§ DIRECTIVES
1. In the code review thread, where does the reviewer say the normalization should be done instead?
2. Extend the code review thread onward from its last line.

See below how it looks like now.


>> +        return cmdline;
>> +
>> +    *param = virKernelCmdlineArgNormalize(cmdline, offset);
> 
> ^This normalization should be done in virKernelCmdlineMatchParam instead. That
> way, you won't need a wrapper over virKernelArgNormalize.
> 

Yes, done.

>> +    cmdline = cmdline + offset;
>> +    /* param has no value */
>> +    if (*cmdline != '=')
>> +        return cmdline;
> 
> ^This check could then be dropped along with moving the cursor in the cmdline
> string.
> 

Yes, done.

>> +
>> +    cmdline = virKernelCmdlineSkipDbQuote(++cmdline, &is_quoted);
>> +    offset = virKernelCmdlineNextSpace(cmdline, &is_quoted);
> 
> If we do the above, we should be able to ditch ^this second loop searching for
> the next space.
> 

Yes, done.

>> +    if (cmdline[offset-1] == '"')
>> +        *val = g_strndup(cmdline, offset-1);
>> +    else
>> +        *val = g_strndup(cmdline, offset);
> 
> ^Here you'd have to do arithmetics using the *res variable instead.
> 
>> +
>> +    return cmdline + offset;
> 
> We'd simply return *res;
> 

So the function would look like this now:

     virSkipSpaces(&cmdline);
     cmdline = virKernelCmdlineSkipQuote(cmdline, &is_quoted);
     equal_index = virKernelCmdlineFindEqual(cmdline, is_quoted, &next);

     if (next == cmdline)
         return next;

     /* param has no value */
     if (equal_index == 0) {
         if (is_quoted && next[-1] == '"')

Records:
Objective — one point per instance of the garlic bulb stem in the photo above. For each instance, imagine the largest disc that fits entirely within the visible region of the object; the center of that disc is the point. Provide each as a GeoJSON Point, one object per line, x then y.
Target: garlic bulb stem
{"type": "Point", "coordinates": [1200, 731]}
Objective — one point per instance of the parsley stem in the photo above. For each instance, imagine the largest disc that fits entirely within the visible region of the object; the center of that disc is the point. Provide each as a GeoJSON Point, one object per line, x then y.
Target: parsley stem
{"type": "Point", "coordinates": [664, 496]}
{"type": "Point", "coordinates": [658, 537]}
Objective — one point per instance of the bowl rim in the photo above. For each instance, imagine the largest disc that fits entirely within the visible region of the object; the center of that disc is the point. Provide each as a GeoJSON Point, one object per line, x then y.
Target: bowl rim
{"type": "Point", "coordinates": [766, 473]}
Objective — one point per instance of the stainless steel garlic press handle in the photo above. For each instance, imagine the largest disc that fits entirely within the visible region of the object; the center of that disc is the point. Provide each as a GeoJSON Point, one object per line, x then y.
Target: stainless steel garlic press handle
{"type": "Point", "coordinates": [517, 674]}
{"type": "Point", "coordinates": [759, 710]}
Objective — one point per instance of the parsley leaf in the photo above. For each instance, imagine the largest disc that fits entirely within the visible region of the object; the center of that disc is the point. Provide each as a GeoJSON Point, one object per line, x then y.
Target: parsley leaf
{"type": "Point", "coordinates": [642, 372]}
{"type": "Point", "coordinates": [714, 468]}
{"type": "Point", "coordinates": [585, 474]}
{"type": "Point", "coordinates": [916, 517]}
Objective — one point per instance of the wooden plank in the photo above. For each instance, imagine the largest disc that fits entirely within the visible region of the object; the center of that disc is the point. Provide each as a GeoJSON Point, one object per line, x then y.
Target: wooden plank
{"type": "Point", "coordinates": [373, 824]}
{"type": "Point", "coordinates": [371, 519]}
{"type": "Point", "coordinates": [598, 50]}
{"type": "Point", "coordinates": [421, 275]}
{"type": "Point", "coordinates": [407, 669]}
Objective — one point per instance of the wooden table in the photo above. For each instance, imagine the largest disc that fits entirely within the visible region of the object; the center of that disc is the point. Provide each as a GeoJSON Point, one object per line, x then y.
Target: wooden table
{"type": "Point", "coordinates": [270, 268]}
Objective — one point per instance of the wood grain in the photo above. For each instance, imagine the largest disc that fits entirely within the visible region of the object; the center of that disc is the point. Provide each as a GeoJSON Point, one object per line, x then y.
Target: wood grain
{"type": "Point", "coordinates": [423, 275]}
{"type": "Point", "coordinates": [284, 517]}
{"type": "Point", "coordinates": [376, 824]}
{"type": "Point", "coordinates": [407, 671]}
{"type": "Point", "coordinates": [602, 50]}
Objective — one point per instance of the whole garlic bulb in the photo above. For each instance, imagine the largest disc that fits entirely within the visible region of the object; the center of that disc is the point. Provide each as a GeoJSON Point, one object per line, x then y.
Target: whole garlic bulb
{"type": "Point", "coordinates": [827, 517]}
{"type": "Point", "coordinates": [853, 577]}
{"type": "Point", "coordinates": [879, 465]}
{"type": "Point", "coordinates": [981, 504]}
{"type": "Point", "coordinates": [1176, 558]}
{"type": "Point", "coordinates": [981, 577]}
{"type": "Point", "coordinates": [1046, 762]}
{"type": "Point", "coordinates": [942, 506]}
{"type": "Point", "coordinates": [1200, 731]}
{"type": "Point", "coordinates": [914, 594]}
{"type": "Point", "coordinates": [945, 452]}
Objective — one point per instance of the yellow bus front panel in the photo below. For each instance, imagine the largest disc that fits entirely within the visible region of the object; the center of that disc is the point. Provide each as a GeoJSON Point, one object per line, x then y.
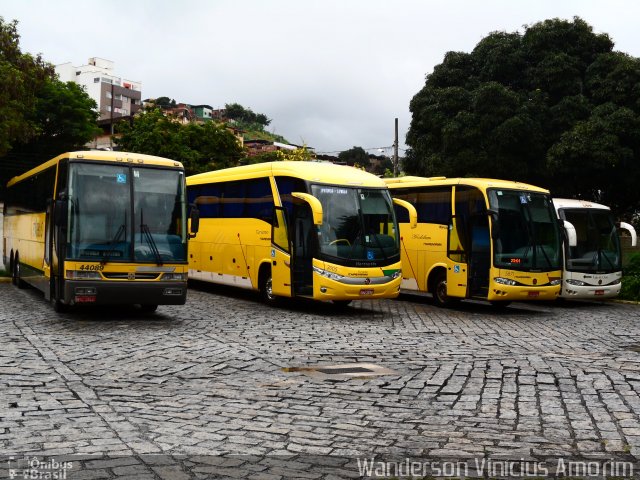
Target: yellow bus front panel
{"type": "Point", "coordinates": [124, 283]}
{"type": "Point", "coordinates": [513, 285]}
{"type": "Point", "coordinates": [336, 282]}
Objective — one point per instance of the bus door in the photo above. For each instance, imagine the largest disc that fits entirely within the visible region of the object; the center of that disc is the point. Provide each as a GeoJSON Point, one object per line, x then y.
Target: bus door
{"type": "Point", "coordinates": [303, 249]}
{"type": "Point", "coordinates": [473, 229]}
{"type": "Point", "coordinates": [280, 254]}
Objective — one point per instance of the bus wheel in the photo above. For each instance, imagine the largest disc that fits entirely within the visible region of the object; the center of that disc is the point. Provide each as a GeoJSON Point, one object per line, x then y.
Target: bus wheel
{"type": "Point", "coordinates": [58, 306]}
{"type": "Point", "coordinates": [439, 291]}
{"type": "Point", "coordinates": [16, 274]}
{"type": "Point", "coordinates": [266, 289]}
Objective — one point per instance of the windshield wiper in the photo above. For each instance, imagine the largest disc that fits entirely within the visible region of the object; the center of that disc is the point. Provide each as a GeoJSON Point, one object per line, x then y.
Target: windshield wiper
{"type": "Point", "coordinates": [144, 228]}
{"type": "Point", "coordinates": [112, 243]}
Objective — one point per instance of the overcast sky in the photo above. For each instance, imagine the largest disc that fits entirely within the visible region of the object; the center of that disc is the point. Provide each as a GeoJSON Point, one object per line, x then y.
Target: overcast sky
{"type": "Point", "coordinates": [330, 73]}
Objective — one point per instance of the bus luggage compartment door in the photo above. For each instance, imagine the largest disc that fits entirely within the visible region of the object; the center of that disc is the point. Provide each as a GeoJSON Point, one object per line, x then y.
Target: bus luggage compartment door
{"type": "Point", "coordinates": [457, 280]}
{"type": "Point", "coordinates": [280, 273]}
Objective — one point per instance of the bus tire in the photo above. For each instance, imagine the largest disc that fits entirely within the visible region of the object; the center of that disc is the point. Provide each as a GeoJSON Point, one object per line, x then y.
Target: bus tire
{"type": "Point", "coordinates": [439, 290]}
{"type": "Point", "coordinates": [266, 287]}
{"type": "Point", "coordinates": [17, 281]}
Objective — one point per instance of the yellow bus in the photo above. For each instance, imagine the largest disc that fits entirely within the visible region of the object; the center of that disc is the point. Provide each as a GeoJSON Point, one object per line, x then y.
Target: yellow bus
{"type": "Point", "coordinates": [296, 229]}
{"type": "Point", "coordinates": [479, 238]}
{"type": "Point", "coordinates": [99, 228]}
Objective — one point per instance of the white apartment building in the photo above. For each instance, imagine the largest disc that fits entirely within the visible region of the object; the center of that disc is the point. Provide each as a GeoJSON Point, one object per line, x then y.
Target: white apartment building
{"type": "Point", "coordinates": [115, 95]}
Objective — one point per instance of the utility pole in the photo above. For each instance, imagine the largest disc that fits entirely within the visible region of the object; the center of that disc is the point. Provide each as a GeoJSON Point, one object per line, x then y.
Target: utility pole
{"type": "Point", "coordinates": [395, 151]}
{"type": "Point", "coordinates": [111, 122]}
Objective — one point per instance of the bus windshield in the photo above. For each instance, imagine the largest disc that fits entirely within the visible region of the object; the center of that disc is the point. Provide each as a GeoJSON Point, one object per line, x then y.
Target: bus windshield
{"type": "Point", "coordinates": [358, 225]}
{"type": "Point", "coordinates": [126, 213]}
{"type": "Point", "coordinates": [598, 246]}
{"type": "Point", "coordinates": [528, 236]}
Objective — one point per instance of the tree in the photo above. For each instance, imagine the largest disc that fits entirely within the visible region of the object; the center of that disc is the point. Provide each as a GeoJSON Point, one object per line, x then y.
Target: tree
{"type": "Point", "coordinates": [355, 155]}
{"type": "Point", "coordinates": [548, 105]}
{"type": "Point", "coordinates": [199, 147]}
{"type": "Point", "coordinates": [66, 118]}
{"type": "Point", "coordinates": [22, 76]}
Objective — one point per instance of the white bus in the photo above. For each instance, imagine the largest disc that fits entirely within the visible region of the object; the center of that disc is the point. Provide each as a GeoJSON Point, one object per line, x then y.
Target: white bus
{"type": "Point", "coordinates": [592, 265]}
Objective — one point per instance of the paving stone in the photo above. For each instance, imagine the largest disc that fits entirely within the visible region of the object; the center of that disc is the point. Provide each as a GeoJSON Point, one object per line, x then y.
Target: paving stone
{"type": "Point", "coordinates": [146, 394]}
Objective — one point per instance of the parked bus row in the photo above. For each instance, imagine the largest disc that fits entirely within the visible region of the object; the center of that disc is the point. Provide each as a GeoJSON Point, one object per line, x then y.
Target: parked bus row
{"type": "Point", "coordinates": [114, 227]}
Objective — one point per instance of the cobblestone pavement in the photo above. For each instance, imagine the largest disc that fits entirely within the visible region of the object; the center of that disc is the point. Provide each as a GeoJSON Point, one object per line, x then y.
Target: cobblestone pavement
{"type": "Point", "coordinates": [212, 389]}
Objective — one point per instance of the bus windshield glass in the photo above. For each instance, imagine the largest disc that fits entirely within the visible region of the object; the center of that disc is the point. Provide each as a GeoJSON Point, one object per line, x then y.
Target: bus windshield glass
{"type": "Point", "coordinates": [126, 214]}
{"type": "Point", "coordinates": [528, 236]}
{"type": "Point", "coordinates": [598, 246]}
{"type": "Point", "coordinates": [358, 225]}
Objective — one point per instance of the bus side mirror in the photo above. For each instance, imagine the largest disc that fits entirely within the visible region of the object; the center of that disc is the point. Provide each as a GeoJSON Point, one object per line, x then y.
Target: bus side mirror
{"type": "Point", "coordinates": [495, 224]}
{"type": "Point", "coordinates": [194, 217]}
{"type": "Point", "coordinates": [570, 230]}
{"type": "Point", "coordinates": [60, 211]}
{"type": "Point", "coordinates": [413, 213]}
{"type": "Point", "coordinates": [632, 231]}
{"type": "Point", "coordinates": [314, 203]}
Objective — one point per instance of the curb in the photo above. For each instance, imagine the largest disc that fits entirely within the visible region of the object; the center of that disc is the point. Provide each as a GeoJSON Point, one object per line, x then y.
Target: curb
{"type": "Point", "coordinates": [627, 302]}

§ SOLVED PROBLEMS
1. In virKernelCmdlineMatchParam.

2.
             *param = g_strndup(cmdline, next - cmdline - 1);
         else
             *param = g_strndup(cmdline, next - cmdline);
         return next;
     }

     *param = g_strndup(cmdline, equal_index);

     if (cmdline[equal_index + 1] == '"') {
         is_quoted = true;
         equal_index++;
     }

     if (is_quoted && next[-1] == '"')
         *val = g_strndup(cmdline + equal_index + 1,
                          next - cmdline - equal_index - 2);
     else
         *val = g_strndup(cmdline + equal_index + 1,
                          next - cmdline - equal_index - 1);
     return next;

There's still a bit of handling required due to the kernel's quoting 
rules. I took the liberty of using 'next' in place of 'res' as I think 
it conveys better its purpose. Let me know if that looks good to you.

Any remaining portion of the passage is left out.